We ought to reorder federal priorities or stop using the cliche. If we can't have all our space and military programs and still provide ourselves with adequate education and health, we have to decide which comes first. We have got to rid ourselves of the kind of mixed-up economic policies that have given us $100 billion worth of federal deficits in four years, adding immeasurably to the pressures on the dollar. We may have to give the federal government new authority to enforce a reasonable income policy on major industries. Large price increases and wage settlements in the years ahead may have to be submitted to a bipartisan economic board that can jawbone, and delay if necessary, unwarranted profits and wages.
Perhaps most important, we must do more than we're doing to get labor and management back on the same team. Incentives are the cornerstone of our economy. We might do well to imitate the Japanese who have made the assembly line worker part of the "corporate family" through such devices as lifetime jobs, profit sharing, secure pensions and representation on corporate policy boards.
Finally, we are becoming a nation of liberal arts majors with too few skilled tradesmen and women -- carpenters, plumbers, electricians and so on. We want our children to have a better life, and since the 1950s the symbol of that life has been a college diploma. Too often we have assumed that a young man or woman enters a trade only because he or she is not smart enough to do anything else; trade education has been a symbol of failure. But by reducing the proportion of youth entering the trades, we pay a high economic price in terms of the strain on basic services, reduced competition, higher costs, and a decline in the quality of workmanship. Meanwhile the market for college graduates is glutted, portending an angry, overtrained generation. We must develop a post-secondary education scheme that puts the young blue-collar worker on a par with the potential college student.
No discussion of the economy of the 1970s makes sense without reference to the related problems of leaming to live lean. There are abundant warning signs that we are coming to the end of an era of cheap resources; we are running out of petroleum, land, minerals, water and raw materials. In a drive to fuel the engines of gross growth, we have in the past quarter century skimmed the cream of US resources. The environmentalists are right. An era of shortages (and, hopefully, of resource recycling) is at hand. The straight facts are these:
* We are six percent of the people on this planet but each year consume at least one-third of the energy and other resources in the world. We waste more energy than Japan annually consumes;
* This administration had pretended for two years that the energy crisis was not serious, thereby putting us in such a vulnerable position that the Arabs' "oil weapon" will have a devastating impact on our lives and our economy this winter. They would not go to the country with an old-fashioned policy of belt-tightening conservation until a cocked gun was already at our heads.
* We will encounter similar scarcities in paper, copper, zinc, even water. Of the 13 basic minerals, the US is currently totally dependent on foreign supplies for four, and that could be up to 10 in the foreseeable future.

■ Stated task
Return the part of the economy passage from "Perhaps most important, we" to "corporate policy boards.", copied word for word. You won't need the lines that come next.

■ Items

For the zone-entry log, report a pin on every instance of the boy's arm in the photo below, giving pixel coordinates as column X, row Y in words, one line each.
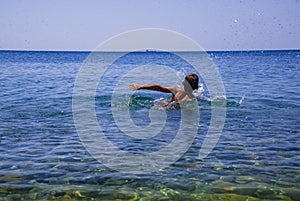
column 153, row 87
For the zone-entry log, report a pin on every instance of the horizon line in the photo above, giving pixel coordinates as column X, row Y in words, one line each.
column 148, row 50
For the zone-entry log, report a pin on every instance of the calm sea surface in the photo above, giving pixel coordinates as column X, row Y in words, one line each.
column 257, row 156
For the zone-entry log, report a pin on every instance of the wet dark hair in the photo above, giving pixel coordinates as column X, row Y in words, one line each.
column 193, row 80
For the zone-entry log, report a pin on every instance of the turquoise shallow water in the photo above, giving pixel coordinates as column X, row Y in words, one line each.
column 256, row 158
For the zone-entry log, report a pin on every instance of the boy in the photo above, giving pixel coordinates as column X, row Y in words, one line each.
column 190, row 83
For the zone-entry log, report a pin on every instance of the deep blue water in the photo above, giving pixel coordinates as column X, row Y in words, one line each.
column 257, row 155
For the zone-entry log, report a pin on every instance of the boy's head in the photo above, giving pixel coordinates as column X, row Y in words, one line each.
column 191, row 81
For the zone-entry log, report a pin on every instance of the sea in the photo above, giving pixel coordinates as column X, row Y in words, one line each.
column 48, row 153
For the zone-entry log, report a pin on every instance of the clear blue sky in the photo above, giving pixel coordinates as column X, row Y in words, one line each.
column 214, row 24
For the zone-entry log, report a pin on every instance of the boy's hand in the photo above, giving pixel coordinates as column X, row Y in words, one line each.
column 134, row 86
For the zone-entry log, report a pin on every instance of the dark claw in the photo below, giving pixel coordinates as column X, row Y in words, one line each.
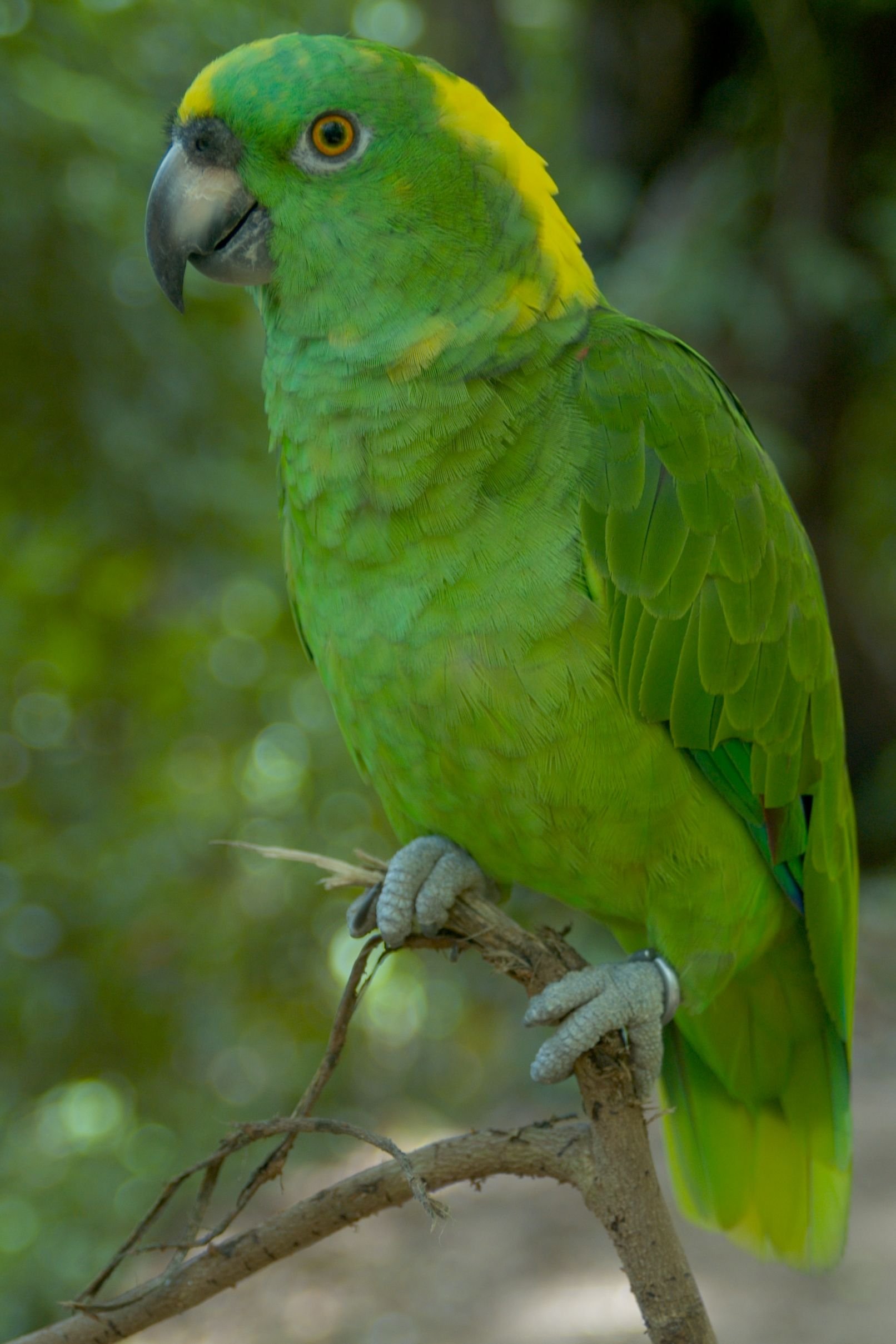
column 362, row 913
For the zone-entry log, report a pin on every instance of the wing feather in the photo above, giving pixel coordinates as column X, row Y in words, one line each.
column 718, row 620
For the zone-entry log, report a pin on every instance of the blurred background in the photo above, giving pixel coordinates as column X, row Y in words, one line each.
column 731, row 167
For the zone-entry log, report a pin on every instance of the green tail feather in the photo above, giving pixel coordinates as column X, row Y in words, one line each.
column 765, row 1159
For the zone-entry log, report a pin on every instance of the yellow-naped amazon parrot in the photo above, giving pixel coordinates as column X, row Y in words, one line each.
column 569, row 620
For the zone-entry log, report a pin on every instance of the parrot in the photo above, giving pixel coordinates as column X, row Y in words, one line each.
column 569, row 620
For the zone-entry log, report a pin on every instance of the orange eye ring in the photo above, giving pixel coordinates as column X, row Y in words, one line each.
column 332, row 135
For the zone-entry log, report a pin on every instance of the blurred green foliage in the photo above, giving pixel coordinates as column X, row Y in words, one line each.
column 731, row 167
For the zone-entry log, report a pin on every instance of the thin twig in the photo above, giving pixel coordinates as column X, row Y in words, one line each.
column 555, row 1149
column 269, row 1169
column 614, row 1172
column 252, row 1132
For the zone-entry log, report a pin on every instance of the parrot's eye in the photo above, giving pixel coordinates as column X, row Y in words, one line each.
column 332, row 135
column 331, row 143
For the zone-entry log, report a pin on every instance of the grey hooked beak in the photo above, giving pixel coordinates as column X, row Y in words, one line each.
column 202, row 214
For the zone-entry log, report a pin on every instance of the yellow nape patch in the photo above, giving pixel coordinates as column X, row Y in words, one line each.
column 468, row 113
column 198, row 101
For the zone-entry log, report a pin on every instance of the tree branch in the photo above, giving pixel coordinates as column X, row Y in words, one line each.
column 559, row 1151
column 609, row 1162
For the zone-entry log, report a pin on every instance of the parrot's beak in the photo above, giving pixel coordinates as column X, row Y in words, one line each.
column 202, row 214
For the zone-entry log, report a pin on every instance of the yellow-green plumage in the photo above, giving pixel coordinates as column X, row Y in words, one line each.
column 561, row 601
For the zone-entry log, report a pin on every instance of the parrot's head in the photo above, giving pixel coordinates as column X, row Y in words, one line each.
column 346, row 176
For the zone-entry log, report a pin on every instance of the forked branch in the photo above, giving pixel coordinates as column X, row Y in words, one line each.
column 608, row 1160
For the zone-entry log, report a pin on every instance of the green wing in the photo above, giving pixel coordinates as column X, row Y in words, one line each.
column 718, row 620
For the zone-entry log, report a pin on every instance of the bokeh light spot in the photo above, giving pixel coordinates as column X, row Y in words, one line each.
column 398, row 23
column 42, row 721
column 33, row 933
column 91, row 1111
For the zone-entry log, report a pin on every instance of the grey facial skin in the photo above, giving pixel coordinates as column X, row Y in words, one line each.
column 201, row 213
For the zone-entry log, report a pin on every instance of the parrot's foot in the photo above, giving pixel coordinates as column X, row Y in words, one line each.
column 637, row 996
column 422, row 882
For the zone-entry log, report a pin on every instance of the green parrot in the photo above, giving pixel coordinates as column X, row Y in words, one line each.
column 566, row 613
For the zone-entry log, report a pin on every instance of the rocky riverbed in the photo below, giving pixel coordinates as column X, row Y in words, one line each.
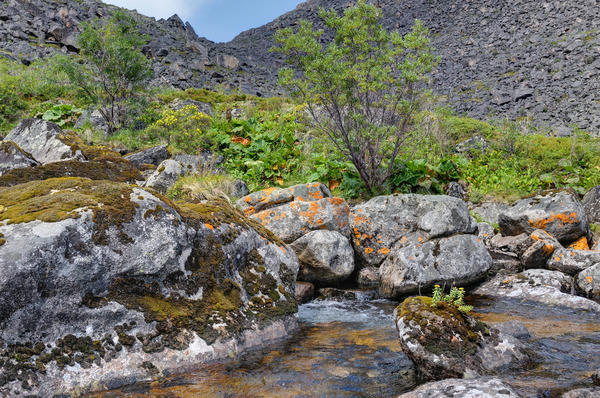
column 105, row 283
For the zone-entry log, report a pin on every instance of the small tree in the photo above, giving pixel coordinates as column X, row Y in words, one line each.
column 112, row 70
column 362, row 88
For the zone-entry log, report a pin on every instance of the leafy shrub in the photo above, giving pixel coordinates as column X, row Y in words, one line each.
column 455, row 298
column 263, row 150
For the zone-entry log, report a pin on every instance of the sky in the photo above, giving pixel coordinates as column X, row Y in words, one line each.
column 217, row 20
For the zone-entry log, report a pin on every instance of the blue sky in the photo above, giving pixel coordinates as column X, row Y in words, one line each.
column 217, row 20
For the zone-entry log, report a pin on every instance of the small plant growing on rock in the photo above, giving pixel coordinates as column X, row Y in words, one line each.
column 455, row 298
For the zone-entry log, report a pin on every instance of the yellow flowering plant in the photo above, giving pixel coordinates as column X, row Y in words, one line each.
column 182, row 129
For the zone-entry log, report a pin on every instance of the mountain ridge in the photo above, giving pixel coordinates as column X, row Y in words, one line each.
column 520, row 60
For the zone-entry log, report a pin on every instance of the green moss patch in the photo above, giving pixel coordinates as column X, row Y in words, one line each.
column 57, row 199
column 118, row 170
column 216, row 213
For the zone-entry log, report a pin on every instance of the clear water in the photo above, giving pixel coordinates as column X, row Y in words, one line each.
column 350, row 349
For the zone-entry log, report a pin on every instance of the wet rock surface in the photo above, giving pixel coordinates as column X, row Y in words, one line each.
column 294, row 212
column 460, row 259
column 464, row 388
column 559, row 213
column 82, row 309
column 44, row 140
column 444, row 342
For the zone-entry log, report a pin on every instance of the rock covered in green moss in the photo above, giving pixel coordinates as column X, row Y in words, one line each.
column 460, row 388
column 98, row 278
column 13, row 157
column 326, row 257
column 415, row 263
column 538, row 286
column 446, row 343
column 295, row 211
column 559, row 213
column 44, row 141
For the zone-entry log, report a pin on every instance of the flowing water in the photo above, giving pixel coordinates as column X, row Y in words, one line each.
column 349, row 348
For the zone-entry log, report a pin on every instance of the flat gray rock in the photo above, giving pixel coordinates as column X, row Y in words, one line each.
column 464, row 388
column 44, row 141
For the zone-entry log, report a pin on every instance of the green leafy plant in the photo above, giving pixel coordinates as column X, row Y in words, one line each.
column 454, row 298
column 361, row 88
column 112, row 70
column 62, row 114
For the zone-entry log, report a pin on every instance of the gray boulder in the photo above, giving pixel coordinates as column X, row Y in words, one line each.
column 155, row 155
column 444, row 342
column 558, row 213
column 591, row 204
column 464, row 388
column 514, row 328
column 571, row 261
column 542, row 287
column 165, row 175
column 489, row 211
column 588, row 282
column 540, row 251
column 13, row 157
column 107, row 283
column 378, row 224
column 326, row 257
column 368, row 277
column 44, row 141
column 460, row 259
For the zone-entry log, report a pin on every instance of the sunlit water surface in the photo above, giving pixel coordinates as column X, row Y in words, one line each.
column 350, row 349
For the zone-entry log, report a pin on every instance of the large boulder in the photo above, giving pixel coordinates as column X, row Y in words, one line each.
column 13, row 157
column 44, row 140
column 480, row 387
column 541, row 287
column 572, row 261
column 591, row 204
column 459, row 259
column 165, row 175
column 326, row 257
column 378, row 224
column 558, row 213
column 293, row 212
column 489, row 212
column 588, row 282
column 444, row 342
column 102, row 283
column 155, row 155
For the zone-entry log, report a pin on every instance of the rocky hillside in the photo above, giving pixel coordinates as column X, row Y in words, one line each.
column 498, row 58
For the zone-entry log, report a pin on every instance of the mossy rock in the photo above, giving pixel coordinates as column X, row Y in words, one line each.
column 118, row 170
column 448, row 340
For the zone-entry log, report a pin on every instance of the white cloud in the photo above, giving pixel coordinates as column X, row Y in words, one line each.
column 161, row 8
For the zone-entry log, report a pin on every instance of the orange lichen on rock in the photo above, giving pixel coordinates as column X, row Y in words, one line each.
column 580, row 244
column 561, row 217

■ Written response
Perhaps most important, we must do more than we're doing to get labor and management back on the same team. Incentives are the cornerstone of our economy. We might do well to imitate the Japanese who have made the assembly line worker part of the "corporate family" through such devices as lifetime jobs, profit sharing, secure pensions and representation on corporate policy boards.